:: Listed entries
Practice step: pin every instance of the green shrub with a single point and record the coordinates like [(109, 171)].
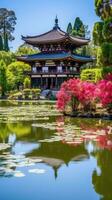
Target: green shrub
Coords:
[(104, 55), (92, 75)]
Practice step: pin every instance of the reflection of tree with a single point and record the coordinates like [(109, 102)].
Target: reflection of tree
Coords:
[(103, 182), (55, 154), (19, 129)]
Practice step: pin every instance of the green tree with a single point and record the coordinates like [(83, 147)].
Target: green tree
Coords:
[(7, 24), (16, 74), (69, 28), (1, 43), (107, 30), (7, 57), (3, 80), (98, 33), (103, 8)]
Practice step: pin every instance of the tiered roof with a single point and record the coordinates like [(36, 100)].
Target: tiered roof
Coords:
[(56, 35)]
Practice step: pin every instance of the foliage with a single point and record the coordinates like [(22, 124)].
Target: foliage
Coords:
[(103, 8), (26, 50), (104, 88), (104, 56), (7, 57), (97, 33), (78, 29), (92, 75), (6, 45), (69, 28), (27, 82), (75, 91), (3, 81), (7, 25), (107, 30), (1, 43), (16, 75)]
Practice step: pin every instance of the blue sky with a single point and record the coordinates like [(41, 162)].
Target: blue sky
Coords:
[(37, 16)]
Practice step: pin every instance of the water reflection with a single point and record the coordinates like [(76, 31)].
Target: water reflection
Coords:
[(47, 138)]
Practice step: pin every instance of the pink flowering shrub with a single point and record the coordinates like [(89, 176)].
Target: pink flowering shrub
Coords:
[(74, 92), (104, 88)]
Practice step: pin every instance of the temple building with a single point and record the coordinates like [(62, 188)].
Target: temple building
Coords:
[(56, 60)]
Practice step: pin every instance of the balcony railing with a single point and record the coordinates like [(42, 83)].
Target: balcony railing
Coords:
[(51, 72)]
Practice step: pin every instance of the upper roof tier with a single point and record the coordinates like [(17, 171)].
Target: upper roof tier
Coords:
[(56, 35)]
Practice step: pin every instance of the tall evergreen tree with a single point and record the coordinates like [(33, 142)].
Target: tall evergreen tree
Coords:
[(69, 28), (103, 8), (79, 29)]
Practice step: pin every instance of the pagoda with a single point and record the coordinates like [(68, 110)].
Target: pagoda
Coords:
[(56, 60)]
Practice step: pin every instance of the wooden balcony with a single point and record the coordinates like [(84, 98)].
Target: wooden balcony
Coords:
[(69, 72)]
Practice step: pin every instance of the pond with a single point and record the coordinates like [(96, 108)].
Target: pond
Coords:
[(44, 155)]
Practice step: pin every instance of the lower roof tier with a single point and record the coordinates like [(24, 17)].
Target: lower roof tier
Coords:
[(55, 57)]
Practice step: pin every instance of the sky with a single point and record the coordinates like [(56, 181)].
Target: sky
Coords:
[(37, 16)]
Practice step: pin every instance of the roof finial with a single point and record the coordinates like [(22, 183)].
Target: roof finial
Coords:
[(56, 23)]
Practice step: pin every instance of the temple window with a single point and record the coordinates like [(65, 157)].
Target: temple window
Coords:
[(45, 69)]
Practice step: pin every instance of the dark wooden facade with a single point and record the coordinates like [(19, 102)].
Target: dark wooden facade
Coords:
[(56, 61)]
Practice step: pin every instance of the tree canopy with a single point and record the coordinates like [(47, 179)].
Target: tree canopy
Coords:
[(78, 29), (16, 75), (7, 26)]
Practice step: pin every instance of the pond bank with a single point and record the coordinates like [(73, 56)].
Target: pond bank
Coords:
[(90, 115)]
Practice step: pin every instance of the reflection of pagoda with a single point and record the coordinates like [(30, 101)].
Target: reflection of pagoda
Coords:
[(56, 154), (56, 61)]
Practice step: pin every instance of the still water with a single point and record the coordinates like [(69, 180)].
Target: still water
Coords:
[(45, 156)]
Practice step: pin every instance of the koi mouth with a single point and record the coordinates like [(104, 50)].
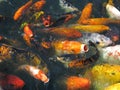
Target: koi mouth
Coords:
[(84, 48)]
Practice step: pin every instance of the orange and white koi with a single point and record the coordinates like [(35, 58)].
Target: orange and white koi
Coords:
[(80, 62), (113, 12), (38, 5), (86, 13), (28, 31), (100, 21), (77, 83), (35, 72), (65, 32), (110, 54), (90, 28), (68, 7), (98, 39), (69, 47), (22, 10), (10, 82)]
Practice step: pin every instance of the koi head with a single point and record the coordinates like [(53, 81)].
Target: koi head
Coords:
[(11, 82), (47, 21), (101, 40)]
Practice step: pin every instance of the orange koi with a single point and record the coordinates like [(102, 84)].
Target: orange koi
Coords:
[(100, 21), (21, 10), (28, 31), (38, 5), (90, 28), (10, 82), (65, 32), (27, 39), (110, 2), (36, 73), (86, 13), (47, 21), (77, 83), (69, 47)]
::::
:: Listed entries
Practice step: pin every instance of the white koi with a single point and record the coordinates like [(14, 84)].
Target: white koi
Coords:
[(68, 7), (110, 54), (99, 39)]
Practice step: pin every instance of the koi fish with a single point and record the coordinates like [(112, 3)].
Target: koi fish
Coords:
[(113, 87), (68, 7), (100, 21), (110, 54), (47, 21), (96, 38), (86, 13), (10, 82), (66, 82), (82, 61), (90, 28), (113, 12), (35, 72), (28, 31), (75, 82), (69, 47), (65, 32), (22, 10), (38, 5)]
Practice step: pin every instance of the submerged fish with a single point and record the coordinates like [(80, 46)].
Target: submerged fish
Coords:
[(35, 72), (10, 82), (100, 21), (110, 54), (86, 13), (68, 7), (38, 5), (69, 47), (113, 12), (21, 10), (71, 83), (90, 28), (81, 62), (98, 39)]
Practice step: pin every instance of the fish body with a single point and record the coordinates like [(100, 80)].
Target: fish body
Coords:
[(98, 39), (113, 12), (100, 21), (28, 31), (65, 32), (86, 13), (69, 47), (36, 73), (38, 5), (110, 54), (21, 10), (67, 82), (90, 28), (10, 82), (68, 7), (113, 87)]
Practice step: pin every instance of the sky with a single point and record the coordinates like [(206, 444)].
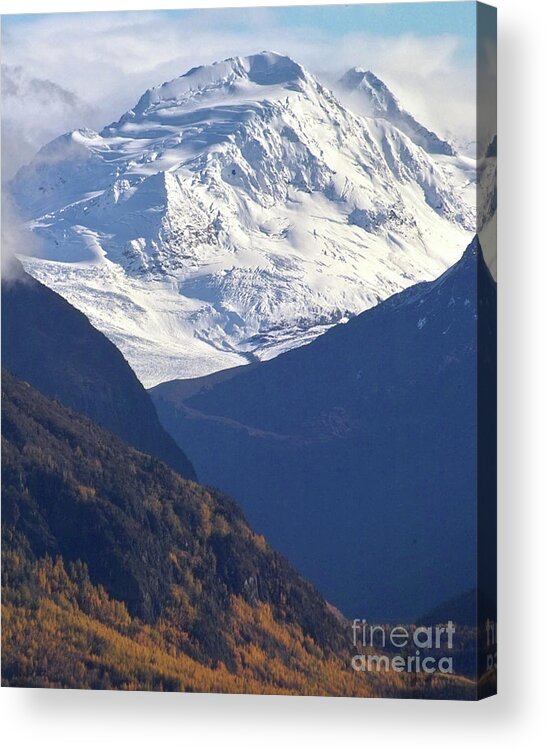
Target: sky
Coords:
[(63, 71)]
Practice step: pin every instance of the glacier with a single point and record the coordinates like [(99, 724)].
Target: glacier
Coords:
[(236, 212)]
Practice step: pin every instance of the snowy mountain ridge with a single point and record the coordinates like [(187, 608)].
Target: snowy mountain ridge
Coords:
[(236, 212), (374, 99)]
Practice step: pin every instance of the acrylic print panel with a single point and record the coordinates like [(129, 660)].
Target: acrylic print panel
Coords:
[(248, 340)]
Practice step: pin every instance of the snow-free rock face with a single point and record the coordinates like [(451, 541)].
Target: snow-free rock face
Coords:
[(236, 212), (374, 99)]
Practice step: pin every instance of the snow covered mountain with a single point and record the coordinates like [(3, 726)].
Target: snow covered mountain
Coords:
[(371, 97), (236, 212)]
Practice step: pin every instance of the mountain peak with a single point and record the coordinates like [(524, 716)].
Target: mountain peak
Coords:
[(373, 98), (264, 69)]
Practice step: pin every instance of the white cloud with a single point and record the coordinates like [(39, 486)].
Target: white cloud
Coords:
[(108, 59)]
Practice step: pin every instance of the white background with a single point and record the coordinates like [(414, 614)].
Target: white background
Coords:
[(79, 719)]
::::
:: Listed entries
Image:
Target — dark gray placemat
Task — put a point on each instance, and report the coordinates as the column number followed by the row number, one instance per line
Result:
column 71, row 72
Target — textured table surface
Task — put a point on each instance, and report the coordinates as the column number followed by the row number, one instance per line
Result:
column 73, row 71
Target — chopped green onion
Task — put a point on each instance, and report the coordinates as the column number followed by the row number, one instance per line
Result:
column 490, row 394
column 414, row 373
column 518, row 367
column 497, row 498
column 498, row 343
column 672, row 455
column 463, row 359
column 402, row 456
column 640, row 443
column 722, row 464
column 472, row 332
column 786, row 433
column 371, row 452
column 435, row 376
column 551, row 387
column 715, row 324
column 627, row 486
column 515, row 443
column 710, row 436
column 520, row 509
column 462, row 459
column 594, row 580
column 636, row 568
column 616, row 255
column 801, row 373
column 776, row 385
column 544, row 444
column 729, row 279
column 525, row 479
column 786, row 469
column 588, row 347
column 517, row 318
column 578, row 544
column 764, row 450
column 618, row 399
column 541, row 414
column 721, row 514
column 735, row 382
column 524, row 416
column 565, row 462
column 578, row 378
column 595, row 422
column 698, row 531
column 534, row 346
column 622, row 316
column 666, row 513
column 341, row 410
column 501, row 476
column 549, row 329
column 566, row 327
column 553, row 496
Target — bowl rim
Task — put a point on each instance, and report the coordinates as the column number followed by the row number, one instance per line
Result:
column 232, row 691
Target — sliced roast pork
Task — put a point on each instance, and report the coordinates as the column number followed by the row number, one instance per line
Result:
::::
> **What this task involves**
Each line of the records with the word "background" in it is to be copied.

> **Reply**
Practice step: pin every instance of the white background with a single point and record the coordinates like [(414, 614)].
Target: white background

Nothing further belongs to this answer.